In the material below, start at the line containing "One keypoint belongs to every instance. Tag the black" and go through the end of the material. Rewrite those lines as a numbered list, skipping any blank lines.

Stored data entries
● ● ●

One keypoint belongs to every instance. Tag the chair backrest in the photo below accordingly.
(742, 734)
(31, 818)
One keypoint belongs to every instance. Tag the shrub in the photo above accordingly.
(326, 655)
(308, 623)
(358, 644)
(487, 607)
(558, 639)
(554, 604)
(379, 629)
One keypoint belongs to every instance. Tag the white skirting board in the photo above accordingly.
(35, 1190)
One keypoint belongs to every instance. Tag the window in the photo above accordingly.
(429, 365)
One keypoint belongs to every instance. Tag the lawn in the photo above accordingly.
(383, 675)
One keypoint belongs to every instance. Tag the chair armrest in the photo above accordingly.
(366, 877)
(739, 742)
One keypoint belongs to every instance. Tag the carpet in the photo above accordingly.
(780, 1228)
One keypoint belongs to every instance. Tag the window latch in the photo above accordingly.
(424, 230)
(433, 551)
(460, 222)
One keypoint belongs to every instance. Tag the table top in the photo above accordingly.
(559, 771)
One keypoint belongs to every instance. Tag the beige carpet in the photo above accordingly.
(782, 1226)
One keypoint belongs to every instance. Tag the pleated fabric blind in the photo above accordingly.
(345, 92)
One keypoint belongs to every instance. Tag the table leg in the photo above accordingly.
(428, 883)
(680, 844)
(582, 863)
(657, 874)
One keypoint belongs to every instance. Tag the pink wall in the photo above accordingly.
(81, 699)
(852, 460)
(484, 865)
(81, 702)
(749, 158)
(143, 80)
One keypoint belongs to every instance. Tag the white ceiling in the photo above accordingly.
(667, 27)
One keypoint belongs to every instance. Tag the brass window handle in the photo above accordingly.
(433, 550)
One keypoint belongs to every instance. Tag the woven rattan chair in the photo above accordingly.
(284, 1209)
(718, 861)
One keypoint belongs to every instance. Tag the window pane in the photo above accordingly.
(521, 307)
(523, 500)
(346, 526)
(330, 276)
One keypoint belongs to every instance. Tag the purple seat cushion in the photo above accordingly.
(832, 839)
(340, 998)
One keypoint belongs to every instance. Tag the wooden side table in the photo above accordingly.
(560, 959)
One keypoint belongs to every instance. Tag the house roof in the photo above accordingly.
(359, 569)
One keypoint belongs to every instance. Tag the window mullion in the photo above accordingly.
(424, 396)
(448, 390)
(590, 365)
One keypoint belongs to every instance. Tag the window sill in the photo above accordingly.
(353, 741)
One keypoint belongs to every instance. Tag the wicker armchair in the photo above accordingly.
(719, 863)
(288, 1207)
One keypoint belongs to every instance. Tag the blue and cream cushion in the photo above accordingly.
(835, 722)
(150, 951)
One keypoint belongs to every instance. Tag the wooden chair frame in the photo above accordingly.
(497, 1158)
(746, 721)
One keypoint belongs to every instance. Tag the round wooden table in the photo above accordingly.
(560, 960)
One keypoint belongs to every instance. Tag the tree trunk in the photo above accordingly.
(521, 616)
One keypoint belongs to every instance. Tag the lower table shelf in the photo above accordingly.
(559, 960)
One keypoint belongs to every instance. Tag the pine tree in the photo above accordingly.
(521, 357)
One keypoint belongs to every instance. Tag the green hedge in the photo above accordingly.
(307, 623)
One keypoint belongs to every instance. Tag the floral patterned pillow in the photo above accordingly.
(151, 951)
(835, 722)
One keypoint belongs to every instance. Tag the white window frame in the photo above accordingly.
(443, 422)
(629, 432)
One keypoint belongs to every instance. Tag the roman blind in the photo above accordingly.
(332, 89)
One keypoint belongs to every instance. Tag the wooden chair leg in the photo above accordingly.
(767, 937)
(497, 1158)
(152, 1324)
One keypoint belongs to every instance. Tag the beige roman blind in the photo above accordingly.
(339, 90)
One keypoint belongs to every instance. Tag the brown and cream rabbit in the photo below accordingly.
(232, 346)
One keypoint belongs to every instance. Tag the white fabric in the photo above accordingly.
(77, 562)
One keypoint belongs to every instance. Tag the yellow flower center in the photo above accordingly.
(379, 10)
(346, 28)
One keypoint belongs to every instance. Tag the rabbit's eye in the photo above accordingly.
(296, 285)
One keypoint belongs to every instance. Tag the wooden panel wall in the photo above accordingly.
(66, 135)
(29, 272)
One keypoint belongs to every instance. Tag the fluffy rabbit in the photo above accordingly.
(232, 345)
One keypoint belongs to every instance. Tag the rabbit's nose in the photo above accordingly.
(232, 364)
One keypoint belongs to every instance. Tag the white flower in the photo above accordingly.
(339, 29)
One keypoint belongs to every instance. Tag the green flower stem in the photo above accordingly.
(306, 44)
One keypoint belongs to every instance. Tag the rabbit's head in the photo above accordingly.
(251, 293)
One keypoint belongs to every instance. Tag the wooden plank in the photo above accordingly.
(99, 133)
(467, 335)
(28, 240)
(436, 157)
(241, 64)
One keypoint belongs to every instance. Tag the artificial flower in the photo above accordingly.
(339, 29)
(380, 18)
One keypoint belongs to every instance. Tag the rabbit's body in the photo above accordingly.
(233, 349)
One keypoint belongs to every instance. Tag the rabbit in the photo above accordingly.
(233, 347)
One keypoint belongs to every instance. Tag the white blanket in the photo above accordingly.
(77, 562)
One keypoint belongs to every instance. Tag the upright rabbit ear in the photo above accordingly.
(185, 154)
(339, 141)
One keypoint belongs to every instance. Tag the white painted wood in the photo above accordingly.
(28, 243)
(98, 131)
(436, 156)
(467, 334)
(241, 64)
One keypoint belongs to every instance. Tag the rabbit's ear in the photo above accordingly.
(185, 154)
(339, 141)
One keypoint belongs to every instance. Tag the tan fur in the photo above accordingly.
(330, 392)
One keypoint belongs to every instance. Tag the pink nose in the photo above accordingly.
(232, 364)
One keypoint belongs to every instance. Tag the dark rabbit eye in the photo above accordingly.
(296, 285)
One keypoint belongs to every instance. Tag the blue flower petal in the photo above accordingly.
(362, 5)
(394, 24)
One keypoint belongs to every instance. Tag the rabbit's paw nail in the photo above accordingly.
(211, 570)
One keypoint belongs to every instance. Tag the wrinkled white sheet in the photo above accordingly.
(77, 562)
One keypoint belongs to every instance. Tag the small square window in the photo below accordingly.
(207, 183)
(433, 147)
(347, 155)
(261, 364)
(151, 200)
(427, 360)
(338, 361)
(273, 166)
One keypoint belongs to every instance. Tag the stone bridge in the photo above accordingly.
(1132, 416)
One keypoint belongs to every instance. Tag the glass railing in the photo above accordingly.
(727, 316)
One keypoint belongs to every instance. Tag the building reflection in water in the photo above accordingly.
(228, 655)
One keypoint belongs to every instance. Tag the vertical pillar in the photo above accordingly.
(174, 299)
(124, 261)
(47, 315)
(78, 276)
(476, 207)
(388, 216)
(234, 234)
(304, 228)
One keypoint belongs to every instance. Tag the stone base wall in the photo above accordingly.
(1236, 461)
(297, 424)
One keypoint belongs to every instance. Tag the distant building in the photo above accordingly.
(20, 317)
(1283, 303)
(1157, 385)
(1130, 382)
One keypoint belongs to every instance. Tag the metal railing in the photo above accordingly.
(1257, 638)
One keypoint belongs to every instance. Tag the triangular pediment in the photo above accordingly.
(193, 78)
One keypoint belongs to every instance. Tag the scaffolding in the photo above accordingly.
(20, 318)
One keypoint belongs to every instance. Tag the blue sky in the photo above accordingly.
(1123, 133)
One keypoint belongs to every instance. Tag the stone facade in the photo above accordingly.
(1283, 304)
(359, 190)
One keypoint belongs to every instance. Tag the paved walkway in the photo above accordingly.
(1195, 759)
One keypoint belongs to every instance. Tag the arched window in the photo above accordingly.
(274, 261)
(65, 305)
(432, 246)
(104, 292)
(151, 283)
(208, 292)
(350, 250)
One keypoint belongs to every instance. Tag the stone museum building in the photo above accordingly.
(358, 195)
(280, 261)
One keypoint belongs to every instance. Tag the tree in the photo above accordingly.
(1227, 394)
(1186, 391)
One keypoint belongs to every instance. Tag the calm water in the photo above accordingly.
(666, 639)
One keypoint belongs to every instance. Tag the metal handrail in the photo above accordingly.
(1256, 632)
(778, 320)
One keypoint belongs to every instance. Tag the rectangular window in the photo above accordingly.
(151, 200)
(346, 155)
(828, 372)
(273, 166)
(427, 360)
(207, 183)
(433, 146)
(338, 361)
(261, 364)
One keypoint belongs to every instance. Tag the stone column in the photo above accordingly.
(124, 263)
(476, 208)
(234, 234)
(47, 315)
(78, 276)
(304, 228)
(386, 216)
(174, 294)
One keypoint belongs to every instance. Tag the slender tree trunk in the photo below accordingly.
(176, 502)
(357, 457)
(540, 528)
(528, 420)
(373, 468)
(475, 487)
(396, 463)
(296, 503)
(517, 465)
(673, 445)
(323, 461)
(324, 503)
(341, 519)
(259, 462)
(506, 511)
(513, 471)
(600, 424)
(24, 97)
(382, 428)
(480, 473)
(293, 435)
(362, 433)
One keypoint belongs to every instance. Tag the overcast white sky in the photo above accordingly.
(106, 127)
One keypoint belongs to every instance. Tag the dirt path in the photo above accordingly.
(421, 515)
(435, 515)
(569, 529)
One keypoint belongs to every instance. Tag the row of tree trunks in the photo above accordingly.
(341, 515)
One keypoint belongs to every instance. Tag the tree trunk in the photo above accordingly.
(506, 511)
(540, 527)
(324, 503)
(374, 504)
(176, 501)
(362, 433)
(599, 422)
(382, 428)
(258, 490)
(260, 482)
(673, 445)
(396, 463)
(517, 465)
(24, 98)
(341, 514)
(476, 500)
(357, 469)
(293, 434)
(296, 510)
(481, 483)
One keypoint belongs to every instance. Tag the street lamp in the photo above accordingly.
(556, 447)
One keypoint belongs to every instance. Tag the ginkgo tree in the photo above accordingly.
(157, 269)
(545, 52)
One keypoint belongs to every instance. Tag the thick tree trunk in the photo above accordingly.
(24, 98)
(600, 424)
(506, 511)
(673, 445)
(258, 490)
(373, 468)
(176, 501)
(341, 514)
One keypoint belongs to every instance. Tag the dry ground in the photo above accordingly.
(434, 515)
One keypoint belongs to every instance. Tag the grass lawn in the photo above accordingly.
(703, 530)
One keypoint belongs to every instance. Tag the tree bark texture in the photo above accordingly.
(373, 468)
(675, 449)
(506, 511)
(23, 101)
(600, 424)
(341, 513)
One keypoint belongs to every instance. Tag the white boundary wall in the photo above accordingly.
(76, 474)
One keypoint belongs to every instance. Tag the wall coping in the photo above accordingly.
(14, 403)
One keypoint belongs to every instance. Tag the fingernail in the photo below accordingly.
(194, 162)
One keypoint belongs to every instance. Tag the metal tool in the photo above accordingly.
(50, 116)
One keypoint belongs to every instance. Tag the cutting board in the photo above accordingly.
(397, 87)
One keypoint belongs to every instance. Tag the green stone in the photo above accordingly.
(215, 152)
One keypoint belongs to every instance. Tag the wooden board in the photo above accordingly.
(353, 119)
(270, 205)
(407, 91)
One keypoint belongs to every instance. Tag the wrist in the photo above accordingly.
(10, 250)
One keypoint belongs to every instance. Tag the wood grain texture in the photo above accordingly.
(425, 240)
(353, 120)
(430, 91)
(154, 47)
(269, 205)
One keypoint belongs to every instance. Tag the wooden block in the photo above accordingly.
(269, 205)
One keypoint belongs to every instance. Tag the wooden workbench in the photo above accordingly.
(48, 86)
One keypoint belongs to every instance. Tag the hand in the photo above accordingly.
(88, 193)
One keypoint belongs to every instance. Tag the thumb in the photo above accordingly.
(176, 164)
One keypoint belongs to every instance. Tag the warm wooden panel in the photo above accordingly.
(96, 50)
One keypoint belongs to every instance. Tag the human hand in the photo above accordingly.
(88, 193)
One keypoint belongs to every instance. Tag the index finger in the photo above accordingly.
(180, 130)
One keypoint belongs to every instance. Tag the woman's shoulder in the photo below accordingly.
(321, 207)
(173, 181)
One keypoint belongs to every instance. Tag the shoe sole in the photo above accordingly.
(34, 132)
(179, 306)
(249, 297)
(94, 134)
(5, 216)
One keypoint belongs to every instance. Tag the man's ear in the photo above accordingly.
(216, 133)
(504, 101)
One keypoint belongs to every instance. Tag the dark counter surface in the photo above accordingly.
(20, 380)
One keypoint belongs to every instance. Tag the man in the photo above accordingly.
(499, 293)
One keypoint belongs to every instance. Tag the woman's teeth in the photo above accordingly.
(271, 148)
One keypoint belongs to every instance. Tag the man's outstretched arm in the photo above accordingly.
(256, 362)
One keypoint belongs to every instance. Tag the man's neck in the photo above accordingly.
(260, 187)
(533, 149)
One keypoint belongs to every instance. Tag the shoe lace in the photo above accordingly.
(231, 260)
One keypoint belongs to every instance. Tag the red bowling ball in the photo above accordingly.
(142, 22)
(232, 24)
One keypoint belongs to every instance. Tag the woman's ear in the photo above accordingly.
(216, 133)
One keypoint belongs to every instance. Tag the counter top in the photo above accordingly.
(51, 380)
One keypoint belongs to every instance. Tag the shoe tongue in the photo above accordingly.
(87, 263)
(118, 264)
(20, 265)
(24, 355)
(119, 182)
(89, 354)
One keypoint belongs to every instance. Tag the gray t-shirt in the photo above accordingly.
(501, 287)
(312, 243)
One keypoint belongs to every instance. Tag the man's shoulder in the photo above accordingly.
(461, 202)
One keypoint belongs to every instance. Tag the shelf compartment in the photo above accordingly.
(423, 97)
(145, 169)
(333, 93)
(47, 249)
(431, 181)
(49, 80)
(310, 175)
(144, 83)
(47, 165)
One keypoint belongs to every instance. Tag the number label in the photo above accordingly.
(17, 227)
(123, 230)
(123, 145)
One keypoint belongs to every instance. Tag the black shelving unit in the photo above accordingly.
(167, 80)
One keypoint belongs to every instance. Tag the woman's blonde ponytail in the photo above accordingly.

● ● ●

[Solution to this task]
1. One keypoint belongs to every instance. Tag the black shelving unit in the photo above accordingly.
2. (167, 80)
3. One keypoint belongs to every instance. Tag the woman's blonde ponytail in the photo above accordingly.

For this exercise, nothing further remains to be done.